BEGIN TEXT EXCERPT
If one asked Paulding resident Roger Leggett the inspiration behind his invention of an IV pole that attaches to the hallway carts used to take children to medical treatments at Children’s Healthcare of Atlanta hospitals, he immediately utters two names — his 10-year-old granddaughter, Felicity Withrow, and his late son Chad, Felicity’s uncle.

When Felicity was 6 years old, she was diagnosed with a brain tumor and immediately went into surgery.

Shortly thereafter, Leggett and his son were visiting Felicity in the hospital when they saw a parent wheeling her child in a cart and holding the child’s IV as she attempted to enter an elevator.

“She was having such a difficult time that the IV almost fell onto the child,” Leggett said.

He and his son immediately saw the need for a device that would attach to the cart and hold the IV for easier maneuverability.

Felicity had successful brain surgery and was released from the hospital in June 2011.

However, within weeks of her release, Chad, who was only 24, died of heat stroke while alone in the woods, Leggett said.

His father found him at one of the pair’s favorite hunting sites.

“We went from the joy of having Felicity survive brain surgery and coming home from the hospital to Chad dying unexpectedly, both in the same month,” Leggett said.

“Chad is the one that got me to investigate creating this IV pole attachment. What better legacy can one leave than helping invent a device designed to help children who are fighting, in many cases, life-threatening conditions?”

Leggett, an expediter at Lockheed Martin, recently donated a prototype of the IV pole and cart to Children’s Healthcare at Scottish Rite hospital.

The dedication plaque on the prototype read, “Donated by Beulah Masonic Lodge 698, Dallas, Georgia, in honor of Felicity Withrow and in memory of Chad Leggett.”

Although Leggett said he can not thank the people enough who helped him move forward in inventing and perfecting the IV pole device, it was Chad’s memory that, many times, kept him going.

Leggett, who was a firefighter for many years, said Chad, an emergency medical technician at the time of his death, always wanted to follow in his father’s footsteps.

“Chad was not only the inspiration for this invention but he always inspired me as his father,” Leggett said.
END TEXT EXCERPT
--- PROBLEM DESCRIPTION ---
In the article about the IV pole attachment, which hospital received the prototype that Roger Leggett donated?
BEGIN RECORDED INFORMATION
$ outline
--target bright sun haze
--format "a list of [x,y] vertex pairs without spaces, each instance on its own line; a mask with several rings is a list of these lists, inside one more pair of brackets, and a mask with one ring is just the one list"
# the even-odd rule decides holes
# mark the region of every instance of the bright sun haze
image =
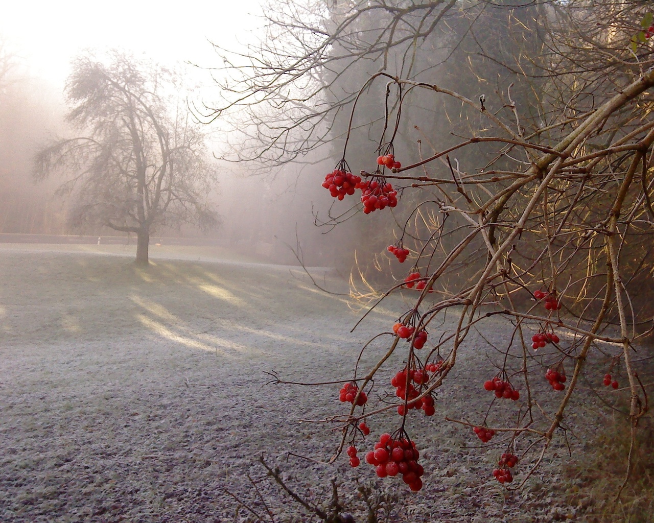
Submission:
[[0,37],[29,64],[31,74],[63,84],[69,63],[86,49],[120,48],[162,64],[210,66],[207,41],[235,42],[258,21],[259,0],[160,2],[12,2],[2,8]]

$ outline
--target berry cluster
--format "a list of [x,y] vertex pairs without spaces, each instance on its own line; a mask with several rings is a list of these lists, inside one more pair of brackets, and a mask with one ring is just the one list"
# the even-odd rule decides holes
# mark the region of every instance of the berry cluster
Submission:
END RECORDED INFORMATION
BEGIN RECORDED INFORMATION
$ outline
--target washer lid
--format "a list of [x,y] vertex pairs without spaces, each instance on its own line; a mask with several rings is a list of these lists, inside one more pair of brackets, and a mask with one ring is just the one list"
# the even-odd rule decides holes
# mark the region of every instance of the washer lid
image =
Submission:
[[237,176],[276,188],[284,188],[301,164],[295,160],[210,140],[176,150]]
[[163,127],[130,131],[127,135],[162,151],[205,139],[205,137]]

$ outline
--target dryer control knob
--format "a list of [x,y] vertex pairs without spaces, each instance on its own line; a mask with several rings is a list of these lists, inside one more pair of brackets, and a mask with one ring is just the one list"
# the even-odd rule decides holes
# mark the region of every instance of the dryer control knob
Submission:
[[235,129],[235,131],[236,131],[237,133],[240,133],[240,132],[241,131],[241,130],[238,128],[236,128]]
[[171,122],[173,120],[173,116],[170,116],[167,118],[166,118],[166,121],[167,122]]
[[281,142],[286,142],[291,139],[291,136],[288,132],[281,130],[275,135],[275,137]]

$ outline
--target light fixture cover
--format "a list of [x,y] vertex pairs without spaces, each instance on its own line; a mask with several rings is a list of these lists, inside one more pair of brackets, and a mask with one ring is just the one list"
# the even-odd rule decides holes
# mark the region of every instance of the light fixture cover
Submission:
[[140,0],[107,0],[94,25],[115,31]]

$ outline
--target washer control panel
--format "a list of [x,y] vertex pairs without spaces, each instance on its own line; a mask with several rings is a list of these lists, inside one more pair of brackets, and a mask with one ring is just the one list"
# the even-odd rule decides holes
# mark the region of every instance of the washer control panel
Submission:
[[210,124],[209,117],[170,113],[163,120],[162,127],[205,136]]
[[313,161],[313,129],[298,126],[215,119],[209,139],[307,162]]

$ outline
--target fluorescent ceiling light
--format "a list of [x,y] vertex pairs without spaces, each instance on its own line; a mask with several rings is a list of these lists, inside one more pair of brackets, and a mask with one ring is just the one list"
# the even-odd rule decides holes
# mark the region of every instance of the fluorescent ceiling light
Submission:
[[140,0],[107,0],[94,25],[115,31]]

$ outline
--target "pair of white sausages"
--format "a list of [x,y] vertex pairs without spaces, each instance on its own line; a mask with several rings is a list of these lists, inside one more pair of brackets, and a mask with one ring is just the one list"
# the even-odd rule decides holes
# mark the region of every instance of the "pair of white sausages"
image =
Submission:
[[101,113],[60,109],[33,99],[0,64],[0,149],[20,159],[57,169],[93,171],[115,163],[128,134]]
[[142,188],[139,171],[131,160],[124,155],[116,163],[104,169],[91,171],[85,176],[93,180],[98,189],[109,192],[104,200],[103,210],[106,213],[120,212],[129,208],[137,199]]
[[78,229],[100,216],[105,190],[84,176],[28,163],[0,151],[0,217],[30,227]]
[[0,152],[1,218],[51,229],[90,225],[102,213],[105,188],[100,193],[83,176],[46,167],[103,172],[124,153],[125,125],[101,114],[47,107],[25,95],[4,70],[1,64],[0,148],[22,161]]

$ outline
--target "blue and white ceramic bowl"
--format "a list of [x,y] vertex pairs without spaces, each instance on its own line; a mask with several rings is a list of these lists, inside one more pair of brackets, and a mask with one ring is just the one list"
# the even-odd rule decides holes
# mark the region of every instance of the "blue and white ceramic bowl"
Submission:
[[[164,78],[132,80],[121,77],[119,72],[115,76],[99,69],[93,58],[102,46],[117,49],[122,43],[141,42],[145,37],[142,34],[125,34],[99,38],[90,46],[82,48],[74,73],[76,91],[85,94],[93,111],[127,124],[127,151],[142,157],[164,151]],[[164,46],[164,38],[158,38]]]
END RECORDED INFORMATION
BEGIN RECORDED INFORMATION
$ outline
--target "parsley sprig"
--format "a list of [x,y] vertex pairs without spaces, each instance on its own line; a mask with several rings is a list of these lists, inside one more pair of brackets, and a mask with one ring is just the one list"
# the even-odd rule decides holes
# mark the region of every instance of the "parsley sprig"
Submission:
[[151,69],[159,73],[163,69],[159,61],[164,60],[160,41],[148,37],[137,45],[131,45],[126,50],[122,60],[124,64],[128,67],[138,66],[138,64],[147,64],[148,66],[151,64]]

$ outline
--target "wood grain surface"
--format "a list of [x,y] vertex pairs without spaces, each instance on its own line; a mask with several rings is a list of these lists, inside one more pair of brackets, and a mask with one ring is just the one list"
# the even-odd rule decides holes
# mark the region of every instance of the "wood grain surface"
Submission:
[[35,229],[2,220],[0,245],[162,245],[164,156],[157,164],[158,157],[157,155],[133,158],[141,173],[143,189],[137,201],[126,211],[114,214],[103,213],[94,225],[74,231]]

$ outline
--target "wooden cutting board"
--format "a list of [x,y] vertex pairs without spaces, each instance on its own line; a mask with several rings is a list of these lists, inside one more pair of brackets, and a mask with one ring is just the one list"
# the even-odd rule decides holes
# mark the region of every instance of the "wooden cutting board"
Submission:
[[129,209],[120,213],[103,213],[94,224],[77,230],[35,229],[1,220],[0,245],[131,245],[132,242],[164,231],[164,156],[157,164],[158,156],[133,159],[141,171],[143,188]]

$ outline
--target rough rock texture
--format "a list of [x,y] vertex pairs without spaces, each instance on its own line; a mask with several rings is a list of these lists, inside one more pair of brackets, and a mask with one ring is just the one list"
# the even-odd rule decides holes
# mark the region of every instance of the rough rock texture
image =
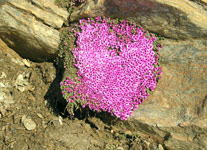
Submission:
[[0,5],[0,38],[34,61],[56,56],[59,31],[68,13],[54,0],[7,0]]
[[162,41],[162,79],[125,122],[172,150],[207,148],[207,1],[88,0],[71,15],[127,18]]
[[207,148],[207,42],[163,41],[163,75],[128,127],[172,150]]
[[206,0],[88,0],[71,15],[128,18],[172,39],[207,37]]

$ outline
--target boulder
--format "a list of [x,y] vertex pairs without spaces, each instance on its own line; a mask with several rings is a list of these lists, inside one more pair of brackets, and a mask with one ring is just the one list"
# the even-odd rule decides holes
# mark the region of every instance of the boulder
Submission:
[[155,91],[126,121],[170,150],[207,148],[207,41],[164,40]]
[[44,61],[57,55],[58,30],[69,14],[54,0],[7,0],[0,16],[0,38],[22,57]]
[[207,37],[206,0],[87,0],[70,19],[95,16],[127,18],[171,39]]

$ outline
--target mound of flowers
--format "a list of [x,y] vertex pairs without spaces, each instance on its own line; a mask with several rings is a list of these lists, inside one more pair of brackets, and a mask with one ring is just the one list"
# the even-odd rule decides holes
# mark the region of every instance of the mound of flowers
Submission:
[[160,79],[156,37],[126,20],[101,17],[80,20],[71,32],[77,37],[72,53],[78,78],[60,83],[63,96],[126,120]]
END RECORDED INFORMATION
--- EXERCISE SOLUTION ---
Children's Healthcare at Scottish Rite hospital